**PROBLEM TO SOLVE**
Rewrite all the rows below with "black metal fence" changed to "gray metal railing" and everything else left as it is, and leave the pictures out.

**Dataset records**
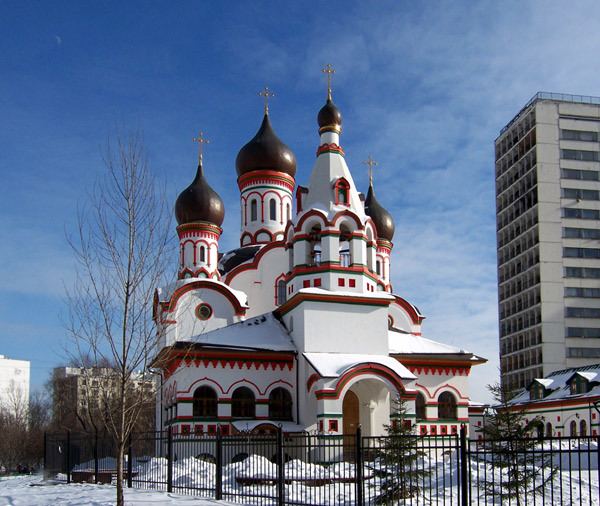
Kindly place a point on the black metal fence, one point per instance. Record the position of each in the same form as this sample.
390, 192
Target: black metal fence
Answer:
321, 469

**WORKED SOLUTION**
Kindly place a point on the gray metal railing, one point per instance. Record the position of each in the same form as this sample.
390, 192
Target: gray metal railing
Answer:
321, 469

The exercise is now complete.